- What the task asks -
Among the entries, find the lines with the string "post" and report them.

- Stored items from a collection -

--*--

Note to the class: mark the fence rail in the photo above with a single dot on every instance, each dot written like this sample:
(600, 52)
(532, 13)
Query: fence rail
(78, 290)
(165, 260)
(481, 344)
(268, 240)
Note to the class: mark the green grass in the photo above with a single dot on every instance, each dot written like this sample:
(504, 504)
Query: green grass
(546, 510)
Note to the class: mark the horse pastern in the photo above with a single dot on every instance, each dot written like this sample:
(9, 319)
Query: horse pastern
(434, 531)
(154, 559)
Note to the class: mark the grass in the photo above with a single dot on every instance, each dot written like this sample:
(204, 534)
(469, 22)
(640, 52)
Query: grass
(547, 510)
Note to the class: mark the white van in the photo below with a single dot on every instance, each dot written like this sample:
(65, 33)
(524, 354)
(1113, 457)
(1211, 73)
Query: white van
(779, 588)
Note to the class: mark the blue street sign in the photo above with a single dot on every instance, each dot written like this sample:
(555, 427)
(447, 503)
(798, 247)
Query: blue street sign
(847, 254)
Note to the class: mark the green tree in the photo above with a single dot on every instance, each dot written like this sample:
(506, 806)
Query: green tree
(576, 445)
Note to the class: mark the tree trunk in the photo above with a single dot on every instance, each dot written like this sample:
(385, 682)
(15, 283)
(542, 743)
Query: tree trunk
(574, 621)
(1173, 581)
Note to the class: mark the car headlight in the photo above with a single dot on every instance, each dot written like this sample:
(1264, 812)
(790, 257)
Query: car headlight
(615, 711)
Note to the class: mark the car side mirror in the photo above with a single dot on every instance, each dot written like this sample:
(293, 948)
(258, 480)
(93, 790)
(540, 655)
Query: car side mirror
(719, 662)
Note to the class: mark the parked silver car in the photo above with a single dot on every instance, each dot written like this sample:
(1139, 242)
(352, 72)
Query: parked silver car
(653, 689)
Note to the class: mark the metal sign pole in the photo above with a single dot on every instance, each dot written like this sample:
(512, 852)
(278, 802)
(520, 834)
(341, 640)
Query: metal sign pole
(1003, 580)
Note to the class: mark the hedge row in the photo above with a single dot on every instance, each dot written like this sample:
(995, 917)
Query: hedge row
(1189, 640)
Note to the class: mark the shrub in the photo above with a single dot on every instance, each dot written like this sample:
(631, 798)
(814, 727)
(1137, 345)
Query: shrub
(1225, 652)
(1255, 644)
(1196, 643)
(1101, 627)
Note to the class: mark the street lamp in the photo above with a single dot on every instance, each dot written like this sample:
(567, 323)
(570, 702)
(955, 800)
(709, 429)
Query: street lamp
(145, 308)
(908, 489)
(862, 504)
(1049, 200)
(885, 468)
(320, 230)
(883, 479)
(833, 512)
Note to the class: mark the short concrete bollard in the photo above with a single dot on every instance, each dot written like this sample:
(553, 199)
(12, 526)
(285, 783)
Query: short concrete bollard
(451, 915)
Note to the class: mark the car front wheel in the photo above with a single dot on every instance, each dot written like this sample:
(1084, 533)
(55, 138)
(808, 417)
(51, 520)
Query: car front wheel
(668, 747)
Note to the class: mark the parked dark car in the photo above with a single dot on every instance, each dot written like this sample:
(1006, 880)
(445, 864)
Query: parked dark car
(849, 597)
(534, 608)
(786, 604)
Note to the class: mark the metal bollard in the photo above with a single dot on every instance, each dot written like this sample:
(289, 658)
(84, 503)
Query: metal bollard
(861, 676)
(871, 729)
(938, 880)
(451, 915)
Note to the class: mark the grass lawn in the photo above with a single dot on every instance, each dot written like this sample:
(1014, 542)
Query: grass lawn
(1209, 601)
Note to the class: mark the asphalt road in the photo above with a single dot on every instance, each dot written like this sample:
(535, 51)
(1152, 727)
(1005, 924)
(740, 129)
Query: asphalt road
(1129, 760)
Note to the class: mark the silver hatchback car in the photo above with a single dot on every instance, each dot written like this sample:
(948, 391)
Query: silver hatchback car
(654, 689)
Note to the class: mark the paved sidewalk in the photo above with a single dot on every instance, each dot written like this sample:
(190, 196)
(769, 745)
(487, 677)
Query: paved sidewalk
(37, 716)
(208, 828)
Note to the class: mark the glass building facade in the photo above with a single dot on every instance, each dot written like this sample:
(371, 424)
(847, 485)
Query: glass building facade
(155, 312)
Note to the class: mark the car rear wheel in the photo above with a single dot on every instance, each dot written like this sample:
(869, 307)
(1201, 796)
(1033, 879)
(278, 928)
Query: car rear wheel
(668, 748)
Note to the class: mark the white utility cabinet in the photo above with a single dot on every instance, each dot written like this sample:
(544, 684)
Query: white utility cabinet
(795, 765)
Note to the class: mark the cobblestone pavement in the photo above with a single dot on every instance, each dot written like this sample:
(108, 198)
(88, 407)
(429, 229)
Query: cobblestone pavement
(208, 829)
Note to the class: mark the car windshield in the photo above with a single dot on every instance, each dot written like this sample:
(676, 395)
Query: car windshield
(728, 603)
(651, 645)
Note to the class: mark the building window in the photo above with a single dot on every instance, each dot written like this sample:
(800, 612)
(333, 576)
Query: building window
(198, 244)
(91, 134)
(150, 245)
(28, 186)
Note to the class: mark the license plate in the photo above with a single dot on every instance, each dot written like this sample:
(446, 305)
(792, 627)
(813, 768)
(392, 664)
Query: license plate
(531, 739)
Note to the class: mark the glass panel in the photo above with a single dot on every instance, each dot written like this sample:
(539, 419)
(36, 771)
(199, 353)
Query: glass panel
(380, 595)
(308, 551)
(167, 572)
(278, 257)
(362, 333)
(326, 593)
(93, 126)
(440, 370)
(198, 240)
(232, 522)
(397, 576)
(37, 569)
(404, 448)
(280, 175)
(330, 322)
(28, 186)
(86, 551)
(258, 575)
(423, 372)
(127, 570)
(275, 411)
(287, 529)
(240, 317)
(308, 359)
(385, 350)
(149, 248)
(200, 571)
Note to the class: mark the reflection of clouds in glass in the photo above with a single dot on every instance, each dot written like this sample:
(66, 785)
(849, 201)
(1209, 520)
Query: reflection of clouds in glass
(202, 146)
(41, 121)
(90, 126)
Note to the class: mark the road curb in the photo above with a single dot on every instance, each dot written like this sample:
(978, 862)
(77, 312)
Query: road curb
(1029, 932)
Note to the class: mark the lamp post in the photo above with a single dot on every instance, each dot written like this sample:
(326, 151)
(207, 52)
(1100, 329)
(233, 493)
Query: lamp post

--*--

- Solution below -
Note to the class: mark the lamp post in the photo above with a single dot on every instance, each dot written like this sample:
Query: lamp post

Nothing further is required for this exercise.